Records from a dataset
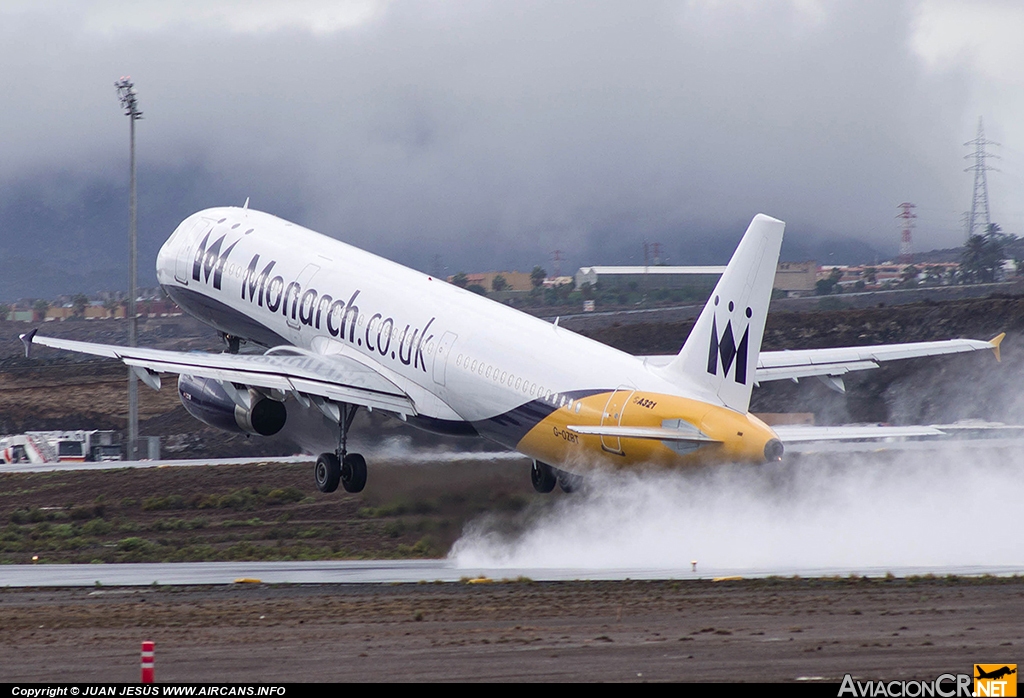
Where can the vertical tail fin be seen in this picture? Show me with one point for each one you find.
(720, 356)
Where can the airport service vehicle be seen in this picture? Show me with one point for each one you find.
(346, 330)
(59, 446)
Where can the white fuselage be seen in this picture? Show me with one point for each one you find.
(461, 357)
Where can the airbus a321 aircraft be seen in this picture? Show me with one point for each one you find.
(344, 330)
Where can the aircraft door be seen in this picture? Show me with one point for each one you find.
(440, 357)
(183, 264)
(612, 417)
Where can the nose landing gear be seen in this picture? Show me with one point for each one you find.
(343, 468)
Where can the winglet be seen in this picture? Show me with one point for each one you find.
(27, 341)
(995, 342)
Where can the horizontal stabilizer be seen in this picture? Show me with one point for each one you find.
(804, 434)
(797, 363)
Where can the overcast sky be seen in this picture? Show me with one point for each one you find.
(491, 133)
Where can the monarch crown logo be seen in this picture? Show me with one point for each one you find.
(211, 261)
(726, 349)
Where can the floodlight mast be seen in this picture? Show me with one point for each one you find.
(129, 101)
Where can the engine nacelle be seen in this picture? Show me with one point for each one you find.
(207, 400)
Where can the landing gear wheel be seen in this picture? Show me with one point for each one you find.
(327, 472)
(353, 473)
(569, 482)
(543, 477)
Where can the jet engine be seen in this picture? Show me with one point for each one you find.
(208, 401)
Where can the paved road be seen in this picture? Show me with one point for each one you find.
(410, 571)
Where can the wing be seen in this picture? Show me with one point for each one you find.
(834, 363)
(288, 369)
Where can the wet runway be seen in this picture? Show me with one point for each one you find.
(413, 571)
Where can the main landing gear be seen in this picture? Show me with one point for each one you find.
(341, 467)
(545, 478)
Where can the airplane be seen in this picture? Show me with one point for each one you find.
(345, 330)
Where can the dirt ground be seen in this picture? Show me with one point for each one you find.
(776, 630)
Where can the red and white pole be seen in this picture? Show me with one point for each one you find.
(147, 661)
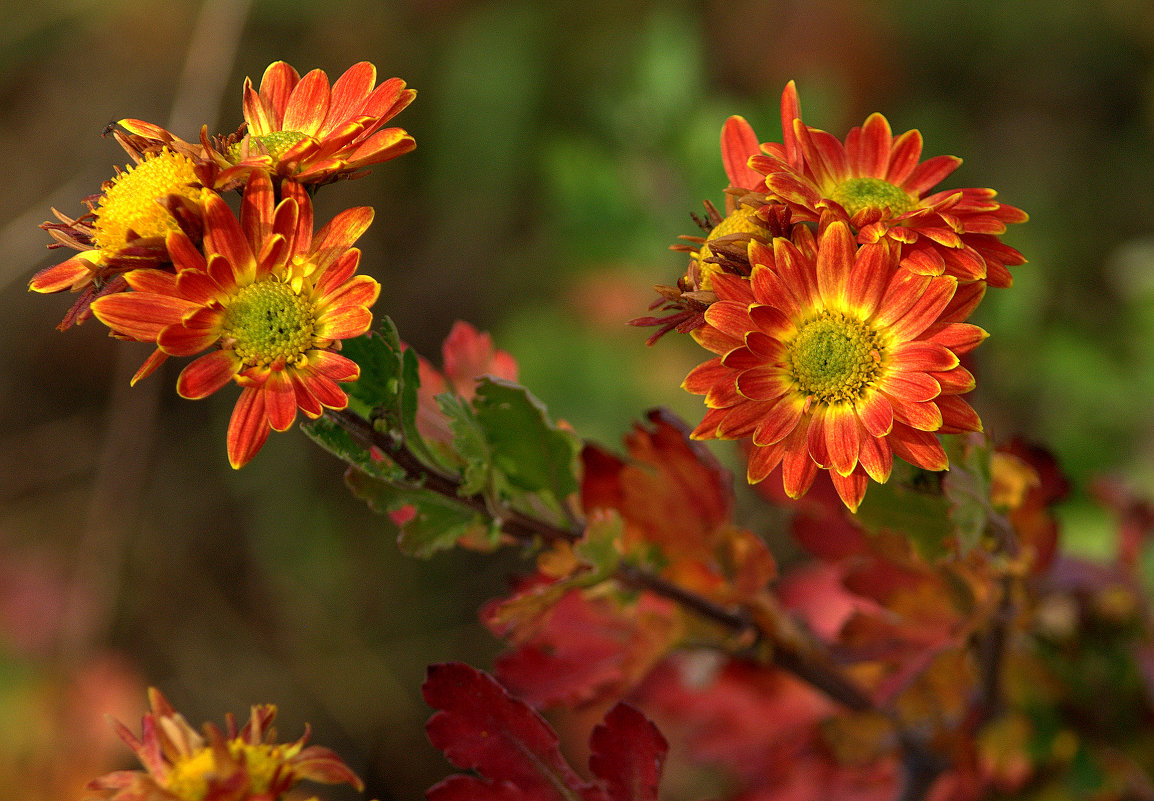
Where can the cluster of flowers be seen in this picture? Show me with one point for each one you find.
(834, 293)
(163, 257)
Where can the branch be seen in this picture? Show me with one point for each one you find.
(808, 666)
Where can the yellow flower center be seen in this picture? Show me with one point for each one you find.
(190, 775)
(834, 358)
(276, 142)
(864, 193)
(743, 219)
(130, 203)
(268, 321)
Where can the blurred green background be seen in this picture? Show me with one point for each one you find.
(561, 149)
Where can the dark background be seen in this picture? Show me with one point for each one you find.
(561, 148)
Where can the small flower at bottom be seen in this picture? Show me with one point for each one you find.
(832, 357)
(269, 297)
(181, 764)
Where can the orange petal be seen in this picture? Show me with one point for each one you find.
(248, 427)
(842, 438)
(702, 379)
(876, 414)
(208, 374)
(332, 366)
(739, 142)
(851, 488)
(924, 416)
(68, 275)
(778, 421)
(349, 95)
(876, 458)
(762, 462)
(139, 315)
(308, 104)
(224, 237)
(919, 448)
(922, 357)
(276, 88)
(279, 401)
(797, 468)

* [PROBLEM STATEMENT]: In the copy, include every record exactly and no pictures.

* [SOLUTION]:
Where can the vertical tail fin be seen in this picture? Show me with one point for each one you find.
(720, 356)
Where can the airport service vehicle be seen in this picture? Show me with one point for each one you find.
(346, 330)
(59, 446)
Where can the white fuselage be seen in this picture? Show me with one point for each one you find.
(461, 357)
Where can the airbus a321 aircraft be seen in this picture? Show me with one point for each one you find.
(344, 330)
Where can the aircraft door be seen in this picture? Show me with one point for each one you find.
(440, 357)
(183, 264)
(612, 417)
Where can the nose landing gear be seen in this picture? Show me with one point for each one you find.
(343, 468)
Where can the winglet be seen in this picture? Show me with one point for each one you find.
(27, 341)
(995, 342)
Where can the horizontal stabilizer be seen in this picture? Show me with one point for each one you find.
(804, 434)
(797, 363)
Where can the overcast sky be seen in this picture? Show me with one point for each one you find.
(491, 133)
Where can the monarch crown logo be seen in this picture? Show me with one point for each one you find.
(211, 261)
(726, 349)
Where can the floodlight mast be seen in this picture? Show me with one point for each one you find.
(129, 101)
Where can the engine nacelle be seen in this picture? Show me with one point for each one you find.
(207, 400)
Where can the landing gear wheel be seen in this picture? Show me with one point for each one you find.
(327, 472)
(353, 473)
(569, 482)
(543, 477)
Where can the jet engine be seen in this picture? Show me with one point for each one you find.
(208, 401)
Where can the paved road be seen in this picture? Show me with one point for each one you find.
(410, 571)
Where can the wing be seen in this picture? Show me with one point for each one you find.
(834, 363)
(288, 369)
Where can the wet runway be seen in this picture? Show me with one point for each one you find.
(413, 571)
Where can the main landing gear be seen in this picture? Show me with one point for each one you find.
(341, 467)
(545, 478)
Where can the airplane be seen in this picture? Show me with one point for each one you find.
(345, 330)
Where can the dirt ground be seen in this picture? Show me with one point for each one you find.
(776, 630)
Where can the red and white pole be seen in this picture? Show me with one point for each one you find.
(147, 661)
Where can the cluster of flowers be seen in this picture? Show me with one point for each one you find.
(834, 293)
(163, 257)
Where can the branch be seen in this picture? Show me with one point for each one you find.
(808, 666)
Where can the yellow flower center be seen in this picture? Show me with one point for each one you find.
(190, 775)
(834, 358)
(276, 142)
(864, 193)
(743, 219)
(130, 203)
(268, 321)
Where can the blurred green background be seen in this picture? Show me with one point for each one you find.
(561, 149)
Where can the dark background be seen in this picture? Show me with one point for each one you find.
(561, 148)
Where can the small flower at bottom be seen in this picture? Show me with one point for each one you find.
(832, 357)
(269, 297)
(181, 764)
Where can the orange petal be seen in this picture? Show me with one point for each one you find.
(248, 427)
(842, 438)
(702, 379)
(876, 414)
(208, 374)
(332, 366)
(739, 142)
(851, 488)
(924, 416)
(68, 275)
(778, 421)
(349, 95)
(876, 458)
(762, 462)
(139, 315)
(308, 104)
(224, 237)
(919, 448)
(922, 357)
(276, 88)
(279, 401)
(797, 468)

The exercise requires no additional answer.